### [What you will do]
Lines with "instance" in the entries below: count them and reply with the number alone.

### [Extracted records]
== == ==

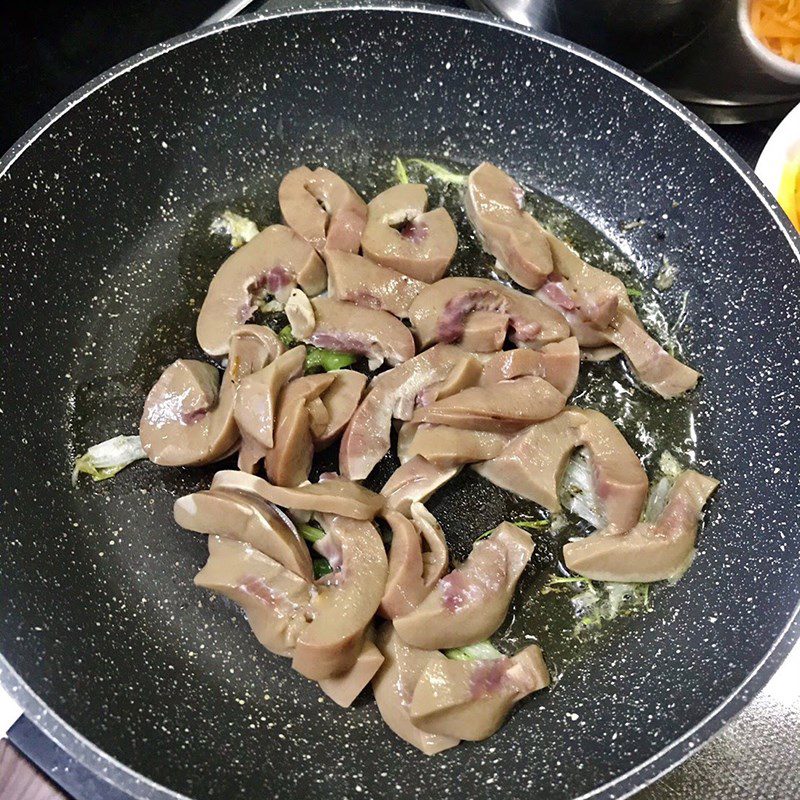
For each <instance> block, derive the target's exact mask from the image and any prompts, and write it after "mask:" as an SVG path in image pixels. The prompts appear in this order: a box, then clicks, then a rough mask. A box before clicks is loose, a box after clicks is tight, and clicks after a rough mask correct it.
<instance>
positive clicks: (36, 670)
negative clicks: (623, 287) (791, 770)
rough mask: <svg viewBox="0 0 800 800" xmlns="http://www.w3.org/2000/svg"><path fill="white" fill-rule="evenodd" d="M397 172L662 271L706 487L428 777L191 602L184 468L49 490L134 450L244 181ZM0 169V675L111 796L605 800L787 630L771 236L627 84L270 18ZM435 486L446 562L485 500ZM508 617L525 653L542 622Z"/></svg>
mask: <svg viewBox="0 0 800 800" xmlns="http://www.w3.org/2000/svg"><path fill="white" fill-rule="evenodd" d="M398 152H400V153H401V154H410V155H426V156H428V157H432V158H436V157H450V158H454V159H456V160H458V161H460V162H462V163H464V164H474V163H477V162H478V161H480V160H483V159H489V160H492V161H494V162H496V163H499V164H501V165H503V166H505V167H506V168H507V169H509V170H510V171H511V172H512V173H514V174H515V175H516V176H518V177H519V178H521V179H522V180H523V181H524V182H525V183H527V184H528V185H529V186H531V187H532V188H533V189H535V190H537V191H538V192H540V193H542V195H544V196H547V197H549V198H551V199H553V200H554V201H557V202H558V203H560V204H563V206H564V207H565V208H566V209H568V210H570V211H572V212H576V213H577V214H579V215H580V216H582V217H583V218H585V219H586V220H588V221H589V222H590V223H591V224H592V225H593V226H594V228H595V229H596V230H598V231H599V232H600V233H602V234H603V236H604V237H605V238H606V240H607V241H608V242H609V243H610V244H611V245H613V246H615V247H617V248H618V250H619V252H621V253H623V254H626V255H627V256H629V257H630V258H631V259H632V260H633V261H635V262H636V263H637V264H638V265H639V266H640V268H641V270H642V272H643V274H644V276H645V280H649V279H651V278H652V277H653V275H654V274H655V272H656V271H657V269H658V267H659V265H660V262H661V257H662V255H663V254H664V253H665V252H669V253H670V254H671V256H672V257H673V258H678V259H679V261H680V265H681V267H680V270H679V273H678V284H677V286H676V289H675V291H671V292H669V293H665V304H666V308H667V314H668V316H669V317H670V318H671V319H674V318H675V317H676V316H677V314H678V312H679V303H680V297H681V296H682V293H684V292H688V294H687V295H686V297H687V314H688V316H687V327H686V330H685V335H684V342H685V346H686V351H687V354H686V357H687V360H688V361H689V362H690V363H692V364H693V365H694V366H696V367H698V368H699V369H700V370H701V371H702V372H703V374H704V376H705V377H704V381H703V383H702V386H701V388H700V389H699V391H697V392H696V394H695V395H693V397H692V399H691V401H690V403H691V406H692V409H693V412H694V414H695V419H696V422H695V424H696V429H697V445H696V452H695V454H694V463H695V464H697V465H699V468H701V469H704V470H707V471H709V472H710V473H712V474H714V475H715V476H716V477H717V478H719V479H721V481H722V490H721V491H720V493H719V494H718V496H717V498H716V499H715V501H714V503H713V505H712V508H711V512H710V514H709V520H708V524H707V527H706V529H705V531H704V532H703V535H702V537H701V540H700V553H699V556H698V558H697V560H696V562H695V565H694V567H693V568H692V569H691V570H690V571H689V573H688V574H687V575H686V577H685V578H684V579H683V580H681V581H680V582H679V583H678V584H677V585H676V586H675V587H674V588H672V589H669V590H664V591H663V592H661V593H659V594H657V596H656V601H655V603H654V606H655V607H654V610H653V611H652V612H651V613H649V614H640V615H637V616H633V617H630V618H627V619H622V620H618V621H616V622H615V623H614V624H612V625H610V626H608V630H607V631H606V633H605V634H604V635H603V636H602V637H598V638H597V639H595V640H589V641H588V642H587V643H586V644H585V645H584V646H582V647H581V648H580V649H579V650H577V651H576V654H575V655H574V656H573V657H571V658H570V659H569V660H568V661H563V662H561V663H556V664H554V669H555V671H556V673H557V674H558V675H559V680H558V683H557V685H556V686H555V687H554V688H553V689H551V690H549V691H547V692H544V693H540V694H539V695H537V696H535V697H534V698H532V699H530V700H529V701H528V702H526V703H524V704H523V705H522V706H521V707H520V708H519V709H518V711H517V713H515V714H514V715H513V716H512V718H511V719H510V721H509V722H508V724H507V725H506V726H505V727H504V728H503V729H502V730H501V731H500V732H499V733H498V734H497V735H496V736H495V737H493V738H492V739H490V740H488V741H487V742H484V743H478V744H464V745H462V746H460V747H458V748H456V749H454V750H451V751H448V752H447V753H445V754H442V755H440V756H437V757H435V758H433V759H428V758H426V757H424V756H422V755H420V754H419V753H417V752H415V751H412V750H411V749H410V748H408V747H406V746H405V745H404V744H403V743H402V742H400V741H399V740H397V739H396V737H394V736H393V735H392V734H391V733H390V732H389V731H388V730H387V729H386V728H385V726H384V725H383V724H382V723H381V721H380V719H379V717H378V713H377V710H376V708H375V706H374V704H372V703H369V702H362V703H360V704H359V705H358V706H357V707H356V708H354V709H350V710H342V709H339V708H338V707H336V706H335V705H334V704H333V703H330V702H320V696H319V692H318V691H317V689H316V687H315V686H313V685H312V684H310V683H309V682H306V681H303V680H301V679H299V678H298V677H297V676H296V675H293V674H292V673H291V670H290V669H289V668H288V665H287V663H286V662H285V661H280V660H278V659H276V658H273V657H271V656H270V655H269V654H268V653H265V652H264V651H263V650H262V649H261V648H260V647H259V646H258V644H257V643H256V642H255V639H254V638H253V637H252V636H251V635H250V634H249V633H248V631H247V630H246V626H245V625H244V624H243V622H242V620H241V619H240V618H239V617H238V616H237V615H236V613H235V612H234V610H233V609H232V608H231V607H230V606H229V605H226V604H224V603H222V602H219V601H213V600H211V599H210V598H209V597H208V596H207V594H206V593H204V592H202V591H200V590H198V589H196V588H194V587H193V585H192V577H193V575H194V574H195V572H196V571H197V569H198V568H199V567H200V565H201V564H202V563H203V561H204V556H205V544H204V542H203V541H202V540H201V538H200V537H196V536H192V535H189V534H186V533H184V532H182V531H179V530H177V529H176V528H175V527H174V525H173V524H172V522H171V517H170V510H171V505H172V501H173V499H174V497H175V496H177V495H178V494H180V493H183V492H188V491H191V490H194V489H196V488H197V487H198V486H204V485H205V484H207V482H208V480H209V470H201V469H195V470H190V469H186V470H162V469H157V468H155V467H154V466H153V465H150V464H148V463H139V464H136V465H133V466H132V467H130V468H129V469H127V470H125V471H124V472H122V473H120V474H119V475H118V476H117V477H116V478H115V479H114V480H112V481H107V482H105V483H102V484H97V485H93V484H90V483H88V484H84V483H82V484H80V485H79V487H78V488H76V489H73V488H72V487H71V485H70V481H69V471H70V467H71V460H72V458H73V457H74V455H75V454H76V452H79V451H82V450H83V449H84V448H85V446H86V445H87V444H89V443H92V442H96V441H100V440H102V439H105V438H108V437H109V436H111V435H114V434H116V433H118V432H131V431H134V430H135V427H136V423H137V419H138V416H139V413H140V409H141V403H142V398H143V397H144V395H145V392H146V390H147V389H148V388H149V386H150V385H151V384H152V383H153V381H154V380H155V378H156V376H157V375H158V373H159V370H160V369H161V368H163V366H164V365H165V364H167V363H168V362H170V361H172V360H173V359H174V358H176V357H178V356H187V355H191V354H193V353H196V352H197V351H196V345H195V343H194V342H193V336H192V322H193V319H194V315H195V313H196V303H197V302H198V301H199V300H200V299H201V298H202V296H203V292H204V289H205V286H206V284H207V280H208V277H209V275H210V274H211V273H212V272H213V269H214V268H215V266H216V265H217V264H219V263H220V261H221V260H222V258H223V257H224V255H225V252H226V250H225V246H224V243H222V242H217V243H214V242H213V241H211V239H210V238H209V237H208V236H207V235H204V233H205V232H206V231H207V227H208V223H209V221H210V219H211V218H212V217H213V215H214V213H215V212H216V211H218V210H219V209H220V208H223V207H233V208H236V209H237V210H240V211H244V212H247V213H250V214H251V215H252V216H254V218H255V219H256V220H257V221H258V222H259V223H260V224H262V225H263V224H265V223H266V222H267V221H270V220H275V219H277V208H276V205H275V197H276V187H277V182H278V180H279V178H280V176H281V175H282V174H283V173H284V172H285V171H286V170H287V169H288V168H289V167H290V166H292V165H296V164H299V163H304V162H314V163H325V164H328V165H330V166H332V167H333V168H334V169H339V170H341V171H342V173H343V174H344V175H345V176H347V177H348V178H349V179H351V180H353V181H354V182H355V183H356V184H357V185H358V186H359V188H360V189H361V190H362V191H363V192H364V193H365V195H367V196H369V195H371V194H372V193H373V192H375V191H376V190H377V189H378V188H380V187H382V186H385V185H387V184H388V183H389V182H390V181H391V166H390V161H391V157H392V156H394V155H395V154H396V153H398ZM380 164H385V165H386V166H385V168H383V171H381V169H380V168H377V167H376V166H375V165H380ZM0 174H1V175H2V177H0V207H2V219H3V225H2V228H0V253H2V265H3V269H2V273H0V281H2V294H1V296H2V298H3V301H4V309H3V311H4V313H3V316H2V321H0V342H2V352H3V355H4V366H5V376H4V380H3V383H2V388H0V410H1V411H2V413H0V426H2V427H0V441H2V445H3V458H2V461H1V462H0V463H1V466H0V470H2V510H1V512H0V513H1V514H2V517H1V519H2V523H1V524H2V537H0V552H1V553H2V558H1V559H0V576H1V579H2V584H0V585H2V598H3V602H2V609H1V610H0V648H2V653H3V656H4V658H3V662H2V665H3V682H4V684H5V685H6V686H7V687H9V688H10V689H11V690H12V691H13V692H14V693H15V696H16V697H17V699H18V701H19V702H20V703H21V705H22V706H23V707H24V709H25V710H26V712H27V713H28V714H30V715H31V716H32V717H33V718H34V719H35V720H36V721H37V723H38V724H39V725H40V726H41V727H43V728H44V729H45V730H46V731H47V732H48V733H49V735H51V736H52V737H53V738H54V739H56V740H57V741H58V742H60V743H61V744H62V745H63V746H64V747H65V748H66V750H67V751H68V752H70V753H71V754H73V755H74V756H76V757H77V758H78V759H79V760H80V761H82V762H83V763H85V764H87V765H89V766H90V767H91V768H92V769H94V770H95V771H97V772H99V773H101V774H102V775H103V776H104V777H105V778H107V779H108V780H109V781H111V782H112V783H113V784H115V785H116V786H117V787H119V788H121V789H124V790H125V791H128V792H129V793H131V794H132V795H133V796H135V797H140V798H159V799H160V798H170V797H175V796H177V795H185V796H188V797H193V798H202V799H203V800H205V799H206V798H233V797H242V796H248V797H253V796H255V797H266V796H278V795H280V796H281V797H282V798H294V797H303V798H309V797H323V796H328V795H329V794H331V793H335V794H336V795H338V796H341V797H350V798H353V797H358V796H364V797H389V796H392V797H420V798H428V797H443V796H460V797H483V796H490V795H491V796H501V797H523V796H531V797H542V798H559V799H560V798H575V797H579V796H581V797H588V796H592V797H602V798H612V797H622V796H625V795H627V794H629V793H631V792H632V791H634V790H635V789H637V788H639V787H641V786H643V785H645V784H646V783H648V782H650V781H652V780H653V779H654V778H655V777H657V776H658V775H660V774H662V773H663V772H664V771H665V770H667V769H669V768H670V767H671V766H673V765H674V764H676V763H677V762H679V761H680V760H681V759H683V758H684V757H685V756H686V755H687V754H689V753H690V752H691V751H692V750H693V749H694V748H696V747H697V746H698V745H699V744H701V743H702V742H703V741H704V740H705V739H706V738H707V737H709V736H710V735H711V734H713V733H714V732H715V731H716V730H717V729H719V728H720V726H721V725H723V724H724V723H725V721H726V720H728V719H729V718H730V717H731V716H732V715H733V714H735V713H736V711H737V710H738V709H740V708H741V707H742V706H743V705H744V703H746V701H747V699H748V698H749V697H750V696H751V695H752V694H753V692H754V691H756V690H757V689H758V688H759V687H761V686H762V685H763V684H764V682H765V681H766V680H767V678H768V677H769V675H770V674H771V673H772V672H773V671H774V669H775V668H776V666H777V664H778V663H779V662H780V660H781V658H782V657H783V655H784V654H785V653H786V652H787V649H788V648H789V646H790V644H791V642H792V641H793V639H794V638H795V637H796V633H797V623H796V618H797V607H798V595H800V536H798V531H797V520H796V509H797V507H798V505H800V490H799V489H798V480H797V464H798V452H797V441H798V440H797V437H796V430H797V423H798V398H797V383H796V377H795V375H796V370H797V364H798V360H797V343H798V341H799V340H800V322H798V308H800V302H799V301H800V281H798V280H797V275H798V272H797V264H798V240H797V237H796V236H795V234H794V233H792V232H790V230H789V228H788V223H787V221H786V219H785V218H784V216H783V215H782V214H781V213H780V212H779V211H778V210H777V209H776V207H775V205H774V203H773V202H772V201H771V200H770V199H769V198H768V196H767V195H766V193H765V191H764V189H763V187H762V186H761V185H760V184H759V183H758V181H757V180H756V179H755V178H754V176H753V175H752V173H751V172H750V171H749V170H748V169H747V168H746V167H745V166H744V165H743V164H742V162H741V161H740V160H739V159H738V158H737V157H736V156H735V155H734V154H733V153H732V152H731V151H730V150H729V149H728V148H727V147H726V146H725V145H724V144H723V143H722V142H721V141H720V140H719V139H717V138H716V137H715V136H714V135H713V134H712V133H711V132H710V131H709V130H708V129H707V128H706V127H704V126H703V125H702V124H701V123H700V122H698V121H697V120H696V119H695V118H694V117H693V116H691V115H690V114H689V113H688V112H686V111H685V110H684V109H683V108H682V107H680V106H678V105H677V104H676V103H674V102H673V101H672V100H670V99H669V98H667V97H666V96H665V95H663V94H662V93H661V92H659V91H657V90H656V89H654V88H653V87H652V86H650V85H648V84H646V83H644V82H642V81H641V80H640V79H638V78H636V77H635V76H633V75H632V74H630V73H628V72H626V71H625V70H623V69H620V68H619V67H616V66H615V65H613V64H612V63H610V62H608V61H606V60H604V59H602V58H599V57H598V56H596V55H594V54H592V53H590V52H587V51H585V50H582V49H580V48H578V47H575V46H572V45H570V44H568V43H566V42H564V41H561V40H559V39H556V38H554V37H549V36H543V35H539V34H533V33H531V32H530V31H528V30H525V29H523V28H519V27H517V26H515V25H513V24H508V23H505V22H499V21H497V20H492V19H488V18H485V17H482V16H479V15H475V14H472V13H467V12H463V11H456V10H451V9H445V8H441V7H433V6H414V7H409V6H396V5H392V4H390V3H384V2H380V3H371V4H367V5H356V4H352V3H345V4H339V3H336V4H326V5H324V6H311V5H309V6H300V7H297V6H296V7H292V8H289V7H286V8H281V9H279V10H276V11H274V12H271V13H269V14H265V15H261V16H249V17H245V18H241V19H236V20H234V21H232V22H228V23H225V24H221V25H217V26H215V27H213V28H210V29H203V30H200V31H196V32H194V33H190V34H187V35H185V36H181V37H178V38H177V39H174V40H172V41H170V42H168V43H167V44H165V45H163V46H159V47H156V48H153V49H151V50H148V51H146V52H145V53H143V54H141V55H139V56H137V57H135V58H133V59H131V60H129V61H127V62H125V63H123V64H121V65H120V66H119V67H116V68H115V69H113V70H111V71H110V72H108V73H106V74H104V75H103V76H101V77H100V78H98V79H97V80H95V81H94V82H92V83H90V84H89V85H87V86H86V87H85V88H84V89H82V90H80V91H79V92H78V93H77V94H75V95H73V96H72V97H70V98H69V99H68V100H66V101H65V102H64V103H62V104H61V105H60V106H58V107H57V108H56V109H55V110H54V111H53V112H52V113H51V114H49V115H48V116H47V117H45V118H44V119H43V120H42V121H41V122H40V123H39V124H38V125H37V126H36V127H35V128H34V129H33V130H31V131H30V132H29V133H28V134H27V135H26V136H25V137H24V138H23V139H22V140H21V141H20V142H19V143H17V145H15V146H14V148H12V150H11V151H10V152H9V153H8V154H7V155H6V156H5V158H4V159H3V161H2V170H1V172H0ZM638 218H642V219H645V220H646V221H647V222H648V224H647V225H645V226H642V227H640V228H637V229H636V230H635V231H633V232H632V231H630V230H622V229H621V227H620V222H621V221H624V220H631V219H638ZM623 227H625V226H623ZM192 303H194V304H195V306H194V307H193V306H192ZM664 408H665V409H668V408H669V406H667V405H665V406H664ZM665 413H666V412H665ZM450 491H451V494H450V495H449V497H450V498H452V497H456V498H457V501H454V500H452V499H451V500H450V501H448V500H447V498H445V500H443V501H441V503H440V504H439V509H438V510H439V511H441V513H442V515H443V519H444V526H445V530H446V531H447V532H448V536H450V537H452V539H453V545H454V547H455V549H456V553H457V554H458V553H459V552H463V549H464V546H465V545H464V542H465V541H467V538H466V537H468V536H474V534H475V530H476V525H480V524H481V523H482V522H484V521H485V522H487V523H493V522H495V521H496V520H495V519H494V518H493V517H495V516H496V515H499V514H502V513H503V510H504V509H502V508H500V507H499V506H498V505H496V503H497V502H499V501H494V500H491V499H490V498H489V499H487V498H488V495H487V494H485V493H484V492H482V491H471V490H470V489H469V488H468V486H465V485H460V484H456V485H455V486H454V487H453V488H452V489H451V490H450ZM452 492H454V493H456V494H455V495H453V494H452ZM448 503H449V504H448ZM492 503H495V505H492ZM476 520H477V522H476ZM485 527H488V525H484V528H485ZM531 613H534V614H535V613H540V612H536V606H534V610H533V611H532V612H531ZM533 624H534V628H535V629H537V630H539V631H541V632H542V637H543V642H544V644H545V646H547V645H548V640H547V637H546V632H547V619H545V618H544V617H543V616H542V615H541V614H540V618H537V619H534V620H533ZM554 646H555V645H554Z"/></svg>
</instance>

== == ==

### [Response area]
3